Records from a data collection:
======

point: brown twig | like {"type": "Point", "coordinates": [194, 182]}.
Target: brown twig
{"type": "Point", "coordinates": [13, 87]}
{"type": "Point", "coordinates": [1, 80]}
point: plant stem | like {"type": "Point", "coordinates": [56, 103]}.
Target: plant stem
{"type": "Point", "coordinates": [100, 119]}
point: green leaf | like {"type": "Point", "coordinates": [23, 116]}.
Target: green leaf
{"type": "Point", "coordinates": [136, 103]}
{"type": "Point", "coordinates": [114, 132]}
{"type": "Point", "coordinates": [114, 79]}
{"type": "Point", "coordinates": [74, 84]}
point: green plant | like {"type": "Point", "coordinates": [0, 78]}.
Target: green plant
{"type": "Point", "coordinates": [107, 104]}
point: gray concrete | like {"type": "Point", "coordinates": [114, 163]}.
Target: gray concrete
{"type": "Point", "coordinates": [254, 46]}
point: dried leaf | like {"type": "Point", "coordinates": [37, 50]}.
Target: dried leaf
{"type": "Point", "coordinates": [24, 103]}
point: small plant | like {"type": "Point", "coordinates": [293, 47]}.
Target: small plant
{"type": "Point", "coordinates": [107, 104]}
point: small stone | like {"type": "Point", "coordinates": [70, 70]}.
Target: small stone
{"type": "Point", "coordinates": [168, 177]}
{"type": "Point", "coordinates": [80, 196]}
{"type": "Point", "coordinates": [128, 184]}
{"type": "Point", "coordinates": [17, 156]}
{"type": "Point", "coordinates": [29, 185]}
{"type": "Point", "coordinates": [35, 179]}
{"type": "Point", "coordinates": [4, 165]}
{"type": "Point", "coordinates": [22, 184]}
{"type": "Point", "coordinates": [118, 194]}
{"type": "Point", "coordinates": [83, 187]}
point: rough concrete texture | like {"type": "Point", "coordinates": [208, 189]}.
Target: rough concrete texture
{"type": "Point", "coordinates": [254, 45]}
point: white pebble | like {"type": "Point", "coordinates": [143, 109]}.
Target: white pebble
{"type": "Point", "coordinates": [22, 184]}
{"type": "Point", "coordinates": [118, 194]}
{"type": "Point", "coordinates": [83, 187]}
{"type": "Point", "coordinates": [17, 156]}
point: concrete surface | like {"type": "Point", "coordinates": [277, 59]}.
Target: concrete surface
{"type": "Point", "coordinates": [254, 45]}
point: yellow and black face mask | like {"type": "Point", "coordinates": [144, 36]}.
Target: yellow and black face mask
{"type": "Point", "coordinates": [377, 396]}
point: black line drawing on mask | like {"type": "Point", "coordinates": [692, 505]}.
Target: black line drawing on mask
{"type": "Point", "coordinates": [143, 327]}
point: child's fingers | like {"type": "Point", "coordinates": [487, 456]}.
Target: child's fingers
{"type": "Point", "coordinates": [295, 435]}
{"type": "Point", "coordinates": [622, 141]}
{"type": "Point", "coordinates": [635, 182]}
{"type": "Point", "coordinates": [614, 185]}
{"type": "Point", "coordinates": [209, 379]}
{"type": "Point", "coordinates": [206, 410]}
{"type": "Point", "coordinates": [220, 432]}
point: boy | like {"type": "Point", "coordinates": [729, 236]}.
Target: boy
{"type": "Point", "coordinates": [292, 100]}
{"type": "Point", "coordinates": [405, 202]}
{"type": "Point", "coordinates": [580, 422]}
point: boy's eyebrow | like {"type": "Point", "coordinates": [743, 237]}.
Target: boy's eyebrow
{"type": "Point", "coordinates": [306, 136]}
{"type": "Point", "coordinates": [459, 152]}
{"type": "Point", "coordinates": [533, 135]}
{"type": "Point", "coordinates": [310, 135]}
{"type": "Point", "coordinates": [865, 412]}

======

Copy out all the entries shown above, character for character.

**Expected output:**
point: brown twig | like {"type": "Point", "coordinates": [194, 182]}.
Target: brown twig
{"type": "Point", "coordinates": [13, 87]}
{"type": "Point", "coordinates": [1, 80]}
point: plant stem | like {"type": "Point", "coordinates": [56, 103]}.
Target: plant stem
{"type": "Point", "coordinates": [100, 119]}
point: green leaf | like {"type": "Point", "coordinates": [23, 116]}.
Target: green leaf
{"type": "Point", "coordinates": [136, 103]}
{"type": "Point", "coordinates": [114, 132]}
{"type": "Point", "coordinates": [114, 79]}
{"type": "Point", "coordinates": [74, 84]}
point: green plant | like {"type": "Point", "coordinates": [0, 78]}.
Target: green plant
{"type": "Point", "coordinates": [107, 104]}
point: gray concrete | like {"type": "Point", "coordinates": [114, 163]}.
Target: gray concrete
{"type": "Point", "coordinates": [254, 46]}
point: dried leaf | like {"type": "Point", "coordinates": [37, 50]}.
Target: dried leaf
{"type": "Point", "coordinates": [24, 103]}
point: small plant | like {"type": "Point", "coordinates": [293, 47]}.
Target: small plant
{"type": "Point", "coordinates": [107, 104]}
point: small stone | like {"type": "Point", "coordinates": [70, 70]}.
Target: small stone
{"type": "Point", "coordinates": [168, 177]}
{"type": "Point", "coordinates": [80, 196]}
{"type": "Point", "coordinates": [128, 184]}
{"type": "Point", "coordinates": [17, 156]}
{"type": "Point", "coordinates": [29, 185]}
{"type": "Point", "coordinates": [35, 179]}
{"type": "Point", "coordinates": [4, 165]}
{"type": "Point", "coordinates": [22, 184]}
{"type": "Point", "coordinates": [118, 194]}
{"type": "Point", "coordinates": [83, 187]}
point: rough concrete texture | like {"type": "Point", "coordinates": [208, 189]}.
Target: rough concrete texture
{"type": "Point", "coordinates": [254, 45]}
point: white pebble | like {"type": "Point", "coordinates": [143, 109]}.
Target: white pebble
{"type": "Point", "coordinates": [22, 184]}
{"type": "Point", "coordinates": [118, 194]}
{"type": "Point", "coordinates": [83, 187]}
{"type": "Point", "coordinates": [17, 156]}
point: concrete surface | like {"type": "Point", "coordinates": [277, 59]}.
Target: concrete surface
{"type": "Point", "coordinates": [254, 45]}
point: yellow and black face mask | like {"type": "Point", "coordinates": [144, 36]}.
Target: yellow and black face mask
{"type": "Point", "coordinates": [377, 396]}
point: black line drawing on mask | like {"type": "Point", "coordinates": [692, 505]}.
Target: black line drawing on mask
{"type": "Point", "coordinates": [143, 327]}
point: child's fingers | like {"type": "Point", "coordinates": [487, 456]}.
Target: child's fingers
{"type": "Point", "coordinates": [295, 435]}
{"type": "Point", "coordinates": [622, 141]}
{"type": "Point", "coordinates": [635, 182]}
{"type": "Point", "coordinates": [614, 185]}
{"type": "Point", "coordinates": [209, 379]}
{"type": "Point", "coordinates": [206, 410]}
{"type": "Point", "coordinates": [220, 432]}
point: boy | like {"type": "Point", "coordinates": [729, 236]}.
Target: boy
{"type": "Point", "coordinates": [292, 100]}
{"type": "Point", "coordinates": [405, 202]}
{"type": "Point", "coordinates": [580, 422]}
point: boy's eyebrow | like {"type": "Point", "coordinates": [743, 237]}.
Target: boy's eyebrow
{"type": "Point", "coordinates": [306, 136]}
{"type": "Point", "coordinates": [459, 152]}
{"type": "Point", "coordinates": [533, 135]}
{"type": "Point", "coordinates": [310, 135]}
{"type": "Point", "coordinates": [865, 412]}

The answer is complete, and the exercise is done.